● **Short problem**
Repeat each line of the material below word for word, changing nothing.

● **Source material**
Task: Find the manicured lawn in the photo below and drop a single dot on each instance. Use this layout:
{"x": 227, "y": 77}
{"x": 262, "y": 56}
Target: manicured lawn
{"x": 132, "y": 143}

● **Exercise result**
Task: Find the manicured lawn in the photo below and drop a single dot on each instance. Use this layout:
{"x": 227, "y": 77}
{"x": 262, "y": 56}
Target: manicured lawn
{"x": 132, "y": 143}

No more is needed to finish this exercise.